* Objetivo da tarefa *
Atualize todos os itens abaixo, substituindo "gantry crane" por "ship-to-shore crane" e deixando o restante inalterado.
═══ Material extraído
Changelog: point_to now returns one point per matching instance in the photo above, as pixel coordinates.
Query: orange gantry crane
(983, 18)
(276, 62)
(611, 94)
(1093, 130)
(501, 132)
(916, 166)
══════
* Resposta *
Changelog: point_to now returns one point per matching instance in the photo above, as pixel coordinates.
Query: orange ship-to-shore crane
(983, 18)
(276, 62)
(611, 94)
(1093, 130)
(501, 132)
(916, 166)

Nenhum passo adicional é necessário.